++++ Excerpt to read
President Trump Now Trims the Definition of Human Rights

By Kausar Mumin, from New York
In his second term, President Donald Trump has intensified his radical project of governmental dismantlement. From core federal institutions and safety-net programs to the judiciary, international alliances, and even the rule of law—no pillar of the American system has been spared. Each day seems to bring with it the possibility of losing another constitutional protection. Now, in perhaps his most far-reaching act yet, Trump is redrawing the moral boundaries of the United States by redefining the very idea of human rights.
According to documents obtained by National Public Radio (NPR), the U.S. State Department, under Secretary of State Marco Rubio, has quietly narrowed the definition of human rights used in its annual human rights reports 2024. These changes may sound bureaucratic, but they strike at the heart of how America engages with the world—and with itself. The result is a rebranding of human rights that aligns neatly with Trump’s transactional, authoritarian-leaning foreign policy.
Missing from the 2024 reports—postponed until May 2025 due to sweeping edits—are key areas that once formed the foundation of the U.S. commitment to global human rights: protections for political prisoners, freedom of the press, prison conditions, government accountability, LGBTQ+ rights, and digital freedoms. Issues like gender-based violence and the targeting of civil society groups have been casually cast aside. Under this new framework, unless a country’s abuses conveniently fit within the administration’s narrow political lens, they are simply ignored. This isn’t a bureaucratic adjustment—it’s a conscious rejection of the principles America once championed. This is not just a policy change—it is a deliberate betrayal of American values.
These edits in the human rights reports were anything but random. At least 20 countries were specifically singled out for revision, including close U.S. allies like Hungary and El Salvador. In some cases, entire sections—like the one exposing prison abuses in El Salvador—were completely removed. The motive? Many point to Trump’s recent immigration agreement with the Salvadoran government, which allows for the deportation of undocumented immigrants, including criminal suspects, back into notoriously abusive detention facilities. In this case, telling the truth would have interfered with political expediency.
++++++++
-- What you should do --
Reproduce word for word the passage of the human rights article above that opens with the words containing "By Kausar Mumin, from" and closes with "of human rights.".
++++ Records provided
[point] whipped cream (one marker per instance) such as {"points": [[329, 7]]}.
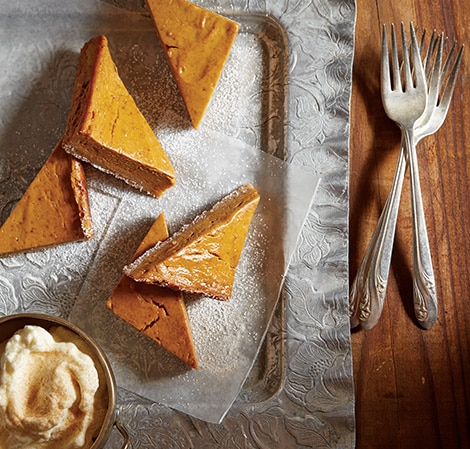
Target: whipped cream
{"points": [[50, 395]]}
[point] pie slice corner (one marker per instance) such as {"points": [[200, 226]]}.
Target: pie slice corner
{"points": [[158, 312], [53, 210], [197, 43], [202, 257], [106, 128]]}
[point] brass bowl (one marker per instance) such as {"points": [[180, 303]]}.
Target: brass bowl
{"points": [[12, 323]]}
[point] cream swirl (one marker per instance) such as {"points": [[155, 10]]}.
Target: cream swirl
{"points": [[47, 392]]}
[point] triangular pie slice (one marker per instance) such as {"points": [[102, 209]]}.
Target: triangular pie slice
{"points": [[106, 128], [53, 210], [197, 43], [158, 312], [202, 257]]}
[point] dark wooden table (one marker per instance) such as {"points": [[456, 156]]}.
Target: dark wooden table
{"points": [[412, 386]]}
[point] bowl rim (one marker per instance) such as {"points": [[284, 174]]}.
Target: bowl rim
{"points": [[48, 321]]}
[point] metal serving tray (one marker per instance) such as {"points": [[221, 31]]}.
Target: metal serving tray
{"points": [[300, 391]]}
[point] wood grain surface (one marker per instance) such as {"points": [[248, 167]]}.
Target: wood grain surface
{"points": [[412, 385]]}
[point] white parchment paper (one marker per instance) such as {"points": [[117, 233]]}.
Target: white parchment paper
{"points": [[227, 335]]}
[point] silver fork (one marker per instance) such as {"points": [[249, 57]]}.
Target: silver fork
{"points": [[368, 290]]}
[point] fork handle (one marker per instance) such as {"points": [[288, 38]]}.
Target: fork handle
{"points": [[367, 293], [424, 283]]}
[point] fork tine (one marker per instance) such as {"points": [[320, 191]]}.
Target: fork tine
{"points": [[436, 71], [406, 58], [395, 62], [386, 82], [451, 81], [429, 53], [417, 63]]}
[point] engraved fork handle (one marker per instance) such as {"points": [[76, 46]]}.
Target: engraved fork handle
{"points": [[424, 284], [369, 288]]}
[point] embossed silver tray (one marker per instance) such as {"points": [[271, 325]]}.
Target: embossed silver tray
{"points": [[300, 392]]}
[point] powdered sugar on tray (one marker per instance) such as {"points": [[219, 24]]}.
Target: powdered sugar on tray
{"points": [[224, 153]]}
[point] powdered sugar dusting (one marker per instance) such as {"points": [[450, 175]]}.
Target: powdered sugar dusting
{"points": [[210, 162]]}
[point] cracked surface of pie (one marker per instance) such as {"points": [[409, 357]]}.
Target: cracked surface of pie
{"points": [[158, 312], [53, 210], [202, 257], [106, 128], [197, 43]]}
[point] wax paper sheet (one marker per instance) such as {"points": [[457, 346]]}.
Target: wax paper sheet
{"points": [[229, 149], [227, 335]]}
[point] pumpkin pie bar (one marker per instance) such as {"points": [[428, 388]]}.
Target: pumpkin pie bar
{"points": [[202, 257], [106, 128], [197, 43], [158, 312], [53, 210]]}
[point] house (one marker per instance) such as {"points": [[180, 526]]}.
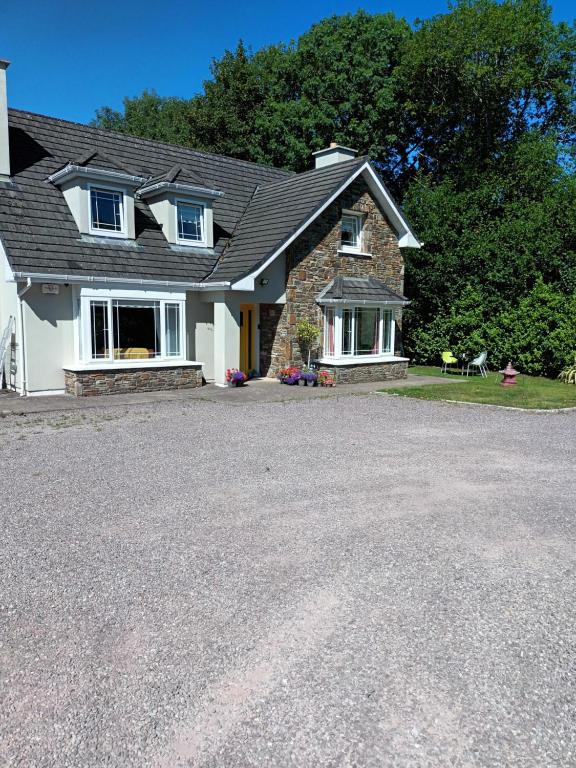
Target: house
{"points": [[129, 264]]}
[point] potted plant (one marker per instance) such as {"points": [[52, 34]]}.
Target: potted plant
{"points": [[326, 379], [309, 376], [235, 378], [290, 375]]}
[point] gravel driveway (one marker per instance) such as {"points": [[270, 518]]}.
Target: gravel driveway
{"points": [[363, 581]]}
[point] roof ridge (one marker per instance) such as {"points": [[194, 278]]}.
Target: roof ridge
{"points": [[353, 161], [157, 142]]}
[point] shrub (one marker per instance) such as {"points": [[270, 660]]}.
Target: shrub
{"points": [[537, 334]]}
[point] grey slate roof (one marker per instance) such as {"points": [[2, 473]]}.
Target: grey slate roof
{"points": [[261, 207], [40, 235], [276, 211], [179, 174], [357, 290]]}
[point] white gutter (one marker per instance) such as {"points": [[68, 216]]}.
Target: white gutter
{"points": [[47, 277], [22, 354], [168, 186], [99, 173]]}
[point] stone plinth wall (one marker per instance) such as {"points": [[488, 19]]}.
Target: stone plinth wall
{"points": [[352, 374], [313, 260], [113, 382]]}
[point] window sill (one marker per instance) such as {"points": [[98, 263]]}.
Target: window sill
{"points": [[362, 360], [100, 365], [352, 252]]}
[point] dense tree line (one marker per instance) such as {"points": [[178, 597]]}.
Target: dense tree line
{"points": [[471, 119]]}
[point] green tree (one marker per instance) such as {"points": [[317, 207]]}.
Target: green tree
{"points": [[480, 76], [151, 117]]}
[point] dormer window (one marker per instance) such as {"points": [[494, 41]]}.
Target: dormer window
{"points": [[99, 190], [107, 212], [182, 203], [190, 223], [351, 232]]}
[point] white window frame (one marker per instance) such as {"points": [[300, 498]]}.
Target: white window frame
{"points": [[190, 204], [109, 297], [386, 317], [358, 218], [107, 232]]}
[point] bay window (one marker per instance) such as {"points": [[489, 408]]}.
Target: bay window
{"points": [[117, 329], [358, 331]]}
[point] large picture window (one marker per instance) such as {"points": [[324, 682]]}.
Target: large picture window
{"points": [[358, 331], [132, 329]]}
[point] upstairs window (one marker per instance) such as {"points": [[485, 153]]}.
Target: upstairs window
{"points": [[190, 221], [107, 211], [351, 232]]}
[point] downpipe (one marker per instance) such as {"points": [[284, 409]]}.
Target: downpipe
{"points": [[22, 353]]}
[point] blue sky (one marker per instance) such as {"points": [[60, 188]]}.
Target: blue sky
{"points": [[70, 57]]}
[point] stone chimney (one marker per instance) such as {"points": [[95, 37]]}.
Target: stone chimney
{"points": [[4, 143], [333, 154]]}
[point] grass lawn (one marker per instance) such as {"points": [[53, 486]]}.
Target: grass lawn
{"points": [[530, 392]]}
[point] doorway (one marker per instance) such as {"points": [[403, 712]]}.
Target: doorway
{"points": [[247, 337]]}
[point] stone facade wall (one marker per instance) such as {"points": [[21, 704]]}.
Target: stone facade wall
{"points": [[312, 261], [112, 382], [352, 374]]}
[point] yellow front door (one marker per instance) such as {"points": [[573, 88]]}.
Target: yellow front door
{"points": [[247, 328]]}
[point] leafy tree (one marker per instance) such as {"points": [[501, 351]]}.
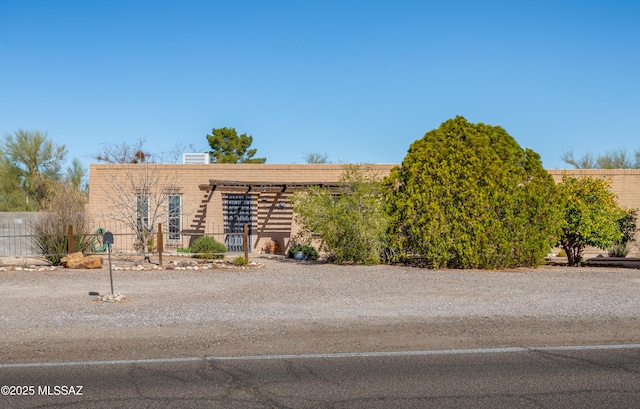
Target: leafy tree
++++++++
-- Full solution --
By Kausar Mumin, from New York
In his second term, President Donald Trump has intensified his radical project of governmental dismantlement. From core federal institutions and safety-net programs to the judiciary, international alliances, and even the rule of law—no pillar of the American system has been spared. Each day seems to bring with it the possibility of losing another constitutional protection. Now, in perhaps his most far-reaching act yet, Trump is redrawing the moral boundaries of the United States by redefining the very idea of human rights.